INFORMATION PROVIDED start
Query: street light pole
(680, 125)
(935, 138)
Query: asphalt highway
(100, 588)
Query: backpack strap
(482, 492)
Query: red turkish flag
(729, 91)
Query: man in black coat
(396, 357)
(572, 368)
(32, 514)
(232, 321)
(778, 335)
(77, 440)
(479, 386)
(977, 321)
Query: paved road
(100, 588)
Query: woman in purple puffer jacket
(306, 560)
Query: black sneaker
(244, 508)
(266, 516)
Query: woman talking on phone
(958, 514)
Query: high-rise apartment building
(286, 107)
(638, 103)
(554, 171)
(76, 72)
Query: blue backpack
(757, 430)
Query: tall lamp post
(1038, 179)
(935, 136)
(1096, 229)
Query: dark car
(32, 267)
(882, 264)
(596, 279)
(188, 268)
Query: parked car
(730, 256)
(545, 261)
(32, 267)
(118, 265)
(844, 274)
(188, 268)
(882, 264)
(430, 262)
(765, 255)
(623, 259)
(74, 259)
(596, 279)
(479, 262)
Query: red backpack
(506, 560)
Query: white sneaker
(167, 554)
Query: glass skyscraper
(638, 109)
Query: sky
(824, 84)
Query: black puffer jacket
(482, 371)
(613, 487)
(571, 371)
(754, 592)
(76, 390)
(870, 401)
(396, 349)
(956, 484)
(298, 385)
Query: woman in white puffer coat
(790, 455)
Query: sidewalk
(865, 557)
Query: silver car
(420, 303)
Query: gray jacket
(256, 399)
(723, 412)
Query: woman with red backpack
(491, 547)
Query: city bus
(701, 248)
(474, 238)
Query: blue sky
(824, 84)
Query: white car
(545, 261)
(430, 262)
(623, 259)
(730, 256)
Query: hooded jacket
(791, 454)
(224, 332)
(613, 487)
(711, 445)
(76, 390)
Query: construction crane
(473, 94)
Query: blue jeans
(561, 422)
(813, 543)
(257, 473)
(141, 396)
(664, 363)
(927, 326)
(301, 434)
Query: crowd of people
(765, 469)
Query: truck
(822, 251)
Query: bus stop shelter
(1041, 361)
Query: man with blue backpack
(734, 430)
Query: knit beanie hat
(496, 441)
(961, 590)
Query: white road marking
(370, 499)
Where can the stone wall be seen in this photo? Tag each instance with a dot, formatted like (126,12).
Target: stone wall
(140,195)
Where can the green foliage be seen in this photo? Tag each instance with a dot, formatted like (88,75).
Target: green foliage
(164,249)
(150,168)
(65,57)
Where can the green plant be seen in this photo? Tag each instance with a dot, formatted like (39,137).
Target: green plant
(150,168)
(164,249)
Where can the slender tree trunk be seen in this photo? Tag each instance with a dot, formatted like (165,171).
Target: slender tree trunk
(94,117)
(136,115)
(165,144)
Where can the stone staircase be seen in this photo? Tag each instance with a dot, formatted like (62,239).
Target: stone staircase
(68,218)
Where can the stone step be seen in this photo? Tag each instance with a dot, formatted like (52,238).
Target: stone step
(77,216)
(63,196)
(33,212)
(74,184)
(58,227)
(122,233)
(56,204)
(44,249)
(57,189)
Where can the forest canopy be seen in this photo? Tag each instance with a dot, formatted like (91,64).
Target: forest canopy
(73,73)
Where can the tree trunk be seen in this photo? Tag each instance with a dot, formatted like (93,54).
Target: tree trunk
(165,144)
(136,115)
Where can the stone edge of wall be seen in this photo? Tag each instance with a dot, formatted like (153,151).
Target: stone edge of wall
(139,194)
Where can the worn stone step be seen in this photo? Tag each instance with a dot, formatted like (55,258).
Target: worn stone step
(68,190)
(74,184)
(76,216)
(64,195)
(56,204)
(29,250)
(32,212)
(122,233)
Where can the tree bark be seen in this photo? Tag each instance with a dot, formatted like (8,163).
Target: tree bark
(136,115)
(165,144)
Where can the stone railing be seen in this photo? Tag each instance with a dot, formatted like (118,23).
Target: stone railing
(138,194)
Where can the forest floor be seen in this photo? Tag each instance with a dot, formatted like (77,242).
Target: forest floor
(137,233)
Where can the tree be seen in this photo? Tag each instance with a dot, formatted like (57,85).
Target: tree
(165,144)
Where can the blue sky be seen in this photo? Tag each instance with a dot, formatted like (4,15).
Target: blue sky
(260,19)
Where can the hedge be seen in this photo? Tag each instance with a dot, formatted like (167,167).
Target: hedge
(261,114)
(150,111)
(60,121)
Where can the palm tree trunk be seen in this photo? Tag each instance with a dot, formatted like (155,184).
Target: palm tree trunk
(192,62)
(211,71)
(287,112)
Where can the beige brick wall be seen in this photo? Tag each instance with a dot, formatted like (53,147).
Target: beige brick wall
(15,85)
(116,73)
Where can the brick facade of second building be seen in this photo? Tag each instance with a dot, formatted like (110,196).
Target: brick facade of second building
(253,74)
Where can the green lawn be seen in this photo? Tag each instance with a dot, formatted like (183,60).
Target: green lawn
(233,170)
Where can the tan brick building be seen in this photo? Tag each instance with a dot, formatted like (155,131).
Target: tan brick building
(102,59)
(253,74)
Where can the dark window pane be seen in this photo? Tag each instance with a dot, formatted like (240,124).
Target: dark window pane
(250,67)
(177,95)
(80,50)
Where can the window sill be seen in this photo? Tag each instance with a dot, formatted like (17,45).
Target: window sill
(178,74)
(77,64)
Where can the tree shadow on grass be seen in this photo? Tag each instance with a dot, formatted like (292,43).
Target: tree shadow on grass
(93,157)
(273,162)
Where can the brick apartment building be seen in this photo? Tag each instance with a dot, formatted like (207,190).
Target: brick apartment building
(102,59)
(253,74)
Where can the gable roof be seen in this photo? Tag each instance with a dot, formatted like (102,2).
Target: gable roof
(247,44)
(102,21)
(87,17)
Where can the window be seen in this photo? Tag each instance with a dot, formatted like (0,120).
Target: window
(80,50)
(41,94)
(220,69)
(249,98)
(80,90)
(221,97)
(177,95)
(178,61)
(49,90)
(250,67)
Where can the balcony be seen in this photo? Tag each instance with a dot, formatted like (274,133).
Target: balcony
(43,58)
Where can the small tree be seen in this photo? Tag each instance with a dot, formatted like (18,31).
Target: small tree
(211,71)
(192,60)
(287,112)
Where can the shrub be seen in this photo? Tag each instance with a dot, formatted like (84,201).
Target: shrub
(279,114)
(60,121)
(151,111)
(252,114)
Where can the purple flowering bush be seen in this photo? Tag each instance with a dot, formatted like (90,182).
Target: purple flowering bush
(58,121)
INFORMATION PROVIDED end
INFORMATION PROVIDED start
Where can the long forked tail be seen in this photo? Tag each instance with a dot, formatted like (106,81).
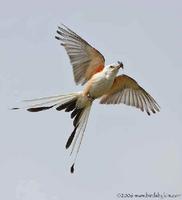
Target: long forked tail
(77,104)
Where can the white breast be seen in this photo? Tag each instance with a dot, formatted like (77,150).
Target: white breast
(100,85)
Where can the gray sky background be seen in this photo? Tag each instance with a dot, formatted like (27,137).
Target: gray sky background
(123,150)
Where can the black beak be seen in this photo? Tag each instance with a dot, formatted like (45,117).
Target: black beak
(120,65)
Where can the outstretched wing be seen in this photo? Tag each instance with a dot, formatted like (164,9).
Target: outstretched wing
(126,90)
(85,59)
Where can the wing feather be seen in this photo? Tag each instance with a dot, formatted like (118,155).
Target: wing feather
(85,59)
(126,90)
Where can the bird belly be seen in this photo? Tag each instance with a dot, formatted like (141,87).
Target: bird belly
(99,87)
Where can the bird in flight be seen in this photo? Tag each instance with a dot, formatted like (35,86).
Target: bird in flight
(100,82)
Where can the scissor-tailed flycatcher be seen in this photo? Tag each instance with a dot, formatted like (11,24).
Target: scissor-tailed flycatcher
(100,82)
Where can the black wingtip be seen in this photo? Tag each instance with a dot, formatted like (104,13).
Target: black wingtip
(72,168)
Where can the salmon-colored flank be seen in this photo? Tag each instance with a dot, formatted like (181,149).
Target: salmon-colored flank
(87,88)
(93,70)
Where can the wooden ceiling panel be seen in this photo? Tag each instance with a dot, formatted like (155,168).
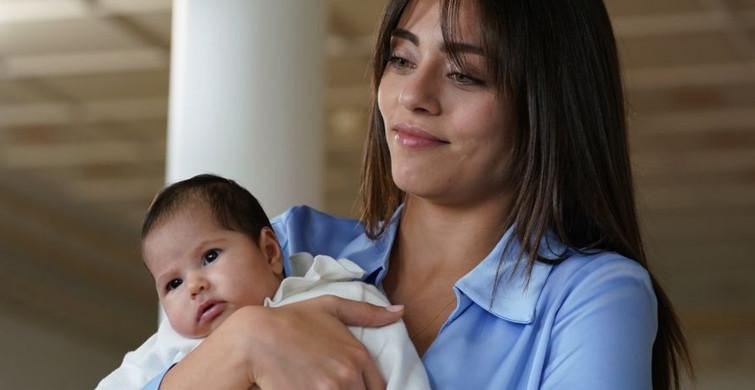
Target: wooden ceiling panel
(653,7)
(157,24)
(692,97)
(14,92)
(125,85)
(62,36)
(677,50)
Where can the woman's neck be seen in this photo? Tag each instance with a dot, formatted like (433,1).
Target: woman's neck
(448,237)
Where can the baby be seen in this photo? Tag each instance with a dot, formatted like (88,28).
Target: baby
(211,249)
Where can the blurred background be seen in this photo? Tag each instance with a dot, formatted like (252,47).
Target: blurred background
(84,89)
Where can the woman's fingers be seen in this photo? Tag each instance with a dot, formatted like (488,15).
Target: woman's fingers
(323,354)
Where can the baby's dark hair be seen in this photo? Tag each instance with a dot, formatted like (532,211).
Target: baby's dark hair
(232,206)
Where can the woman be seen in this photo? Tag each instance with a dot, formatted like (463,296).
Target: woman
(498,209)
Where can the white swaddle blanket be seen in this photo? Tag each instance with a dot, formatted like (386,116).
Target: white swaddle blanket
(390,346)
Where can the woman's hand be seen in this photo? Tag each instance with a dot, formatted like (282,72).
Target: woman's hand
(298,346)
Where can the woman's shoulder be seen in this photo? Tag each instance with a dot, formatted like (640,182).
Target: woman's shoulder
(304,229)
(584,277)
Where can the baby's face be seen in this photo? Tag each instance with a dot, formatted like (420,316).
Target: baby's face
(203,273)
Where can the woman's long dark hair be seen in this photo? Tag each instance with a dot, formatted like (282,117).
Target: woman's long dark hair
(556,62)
INFORMATION PROVIDED end
INFORMATION PROVIDED start
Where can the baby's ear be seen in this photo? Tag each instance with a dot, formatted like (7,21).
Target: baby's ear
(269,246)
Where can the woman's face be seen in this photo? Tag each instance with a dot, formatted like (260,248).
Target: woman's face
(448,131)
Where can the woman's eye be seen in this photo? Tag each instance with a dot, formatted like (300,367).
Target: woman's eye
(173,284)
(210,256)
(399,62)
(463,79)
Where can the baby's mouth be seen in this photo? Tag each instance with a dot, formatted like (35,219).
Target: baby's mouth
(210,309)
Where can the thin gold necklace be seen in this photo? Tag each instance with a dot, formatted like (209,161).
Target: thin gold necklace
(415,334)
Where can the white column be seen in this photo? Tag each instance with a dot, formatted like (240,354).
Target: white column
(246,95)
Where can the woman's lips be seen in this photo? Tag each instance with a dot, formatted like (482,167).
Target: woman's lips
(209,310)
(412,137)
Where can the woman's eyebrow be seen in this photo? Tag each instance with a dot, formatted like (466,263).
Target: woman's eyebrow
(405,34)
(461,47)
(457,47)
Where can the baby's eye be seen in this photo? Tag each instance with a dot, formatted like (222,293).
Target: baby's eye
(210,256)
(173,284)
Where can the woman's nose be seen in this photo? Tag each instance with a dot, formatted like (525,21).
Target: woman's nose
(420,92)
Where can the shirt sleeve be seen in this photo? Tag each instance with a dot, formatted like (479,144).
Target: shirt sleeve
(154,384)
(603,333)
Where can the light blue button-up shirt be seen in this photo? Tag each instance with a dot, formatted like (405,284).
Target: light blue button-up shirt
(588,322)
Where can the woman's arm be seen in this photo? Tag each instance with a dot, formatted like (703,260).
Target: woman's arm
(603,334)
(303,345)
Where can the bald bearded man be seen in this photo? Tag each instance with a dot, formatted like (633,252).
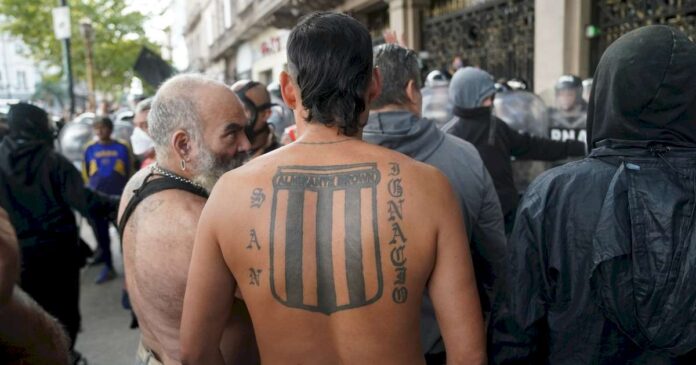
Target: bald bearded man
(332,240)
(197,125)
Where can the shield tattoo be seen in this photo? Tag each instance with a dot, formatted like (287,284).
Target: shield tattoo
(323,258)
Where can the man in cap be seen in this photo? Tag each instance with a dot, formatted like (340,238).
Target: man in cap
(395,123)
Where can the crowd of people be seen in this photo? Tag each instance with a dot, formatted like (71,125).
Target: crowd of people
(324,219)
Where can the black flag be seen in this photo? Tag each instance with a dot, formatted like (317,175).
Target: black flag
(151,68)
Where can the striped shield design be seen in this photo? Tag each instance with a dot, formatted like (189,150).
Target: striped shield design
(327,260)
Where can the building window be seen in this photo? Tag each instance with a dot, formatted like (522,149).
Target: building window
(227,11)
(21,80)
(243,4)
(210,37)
INFORMATION PROVIDED end
PROBLEM STATEMENT:
Resize the records starting at the line containing "Query: street light pole" and ending at the line containing "(1096, 229)", both ends included. Reproduce every line in that span, including those without coordinates, but multiply each coordinate value by 1.65 and round it to a whole number, with halves rounding up.

COMPLETE ANSWER:
Query: street light pole
(1122, 206)
(1543, 228)
Query: asphalt highway
(165, 970)
Query: backpack strap
(795, 812)
Query: red turkish flag
(1203, 150)
Query: man in black coat
(653, 589)
(944, 607)
(53, 848)
(383, 530)
(1284, 553)
(127, 726)
(790, 637)
(1612, 530)
Query: paved road
(165, 970)
Query: woman in purple puffer jacket
(505, 924)
Query: black sneaker
(403, 838)
(439, 851)
Query: woman talking on phone
(1581, 848)
Query: high-rise apartment building
(472, 177)
(1053, 170)
(914, 282)
(125, 119)
Query: blue backpack
(1249, 710)
Query: tall lamp post
(1713, 295)
(1543, 224)
(1808, 378)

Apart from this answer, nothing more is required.